>> Start INPUT RECORDS

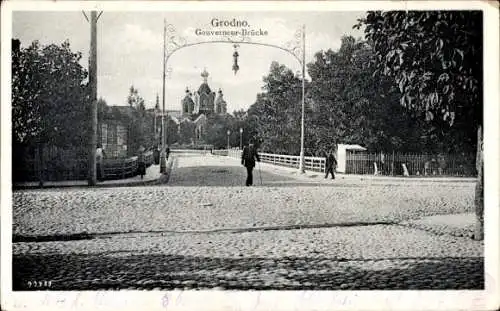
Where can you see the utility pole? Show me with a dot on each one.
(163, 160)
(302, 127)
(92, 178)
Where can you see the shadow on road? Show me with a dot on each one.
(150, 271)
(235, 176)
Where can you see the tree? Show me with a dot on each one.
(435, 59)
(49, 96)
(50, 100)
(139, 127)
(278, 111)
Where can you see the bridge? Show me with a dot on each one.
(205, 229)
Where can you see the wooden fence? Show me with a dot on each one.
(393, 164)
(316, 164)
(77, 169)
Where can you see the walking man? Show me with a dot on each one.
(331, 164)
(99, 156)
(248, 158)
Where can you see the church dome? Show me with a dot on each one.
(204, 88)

>> End INPUT RECORDS
>> Start INPUT RECORDS

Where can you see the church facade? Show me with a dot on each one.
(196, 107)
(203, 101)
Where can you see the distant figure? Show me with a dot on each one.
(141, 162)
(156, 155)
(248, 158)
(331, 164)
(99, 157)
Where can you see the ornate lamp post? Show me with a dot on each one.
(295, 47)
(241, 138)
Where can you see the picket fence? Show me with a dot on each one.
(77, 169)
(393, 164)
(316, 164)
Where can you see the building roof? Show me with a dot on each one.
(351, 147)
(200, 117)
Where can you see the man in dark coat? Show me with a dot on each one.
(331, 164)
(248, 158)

>> End INPUT RECORDS

Please collect every line from the items above that contains the word "church", and copy each one in full. Matching is case-sensitive.

RESPONSE TO THIS TASK
Where can you see the church dome? Show me with a dot on each one.
Where can you see the church facade? Show me with a dot on each one.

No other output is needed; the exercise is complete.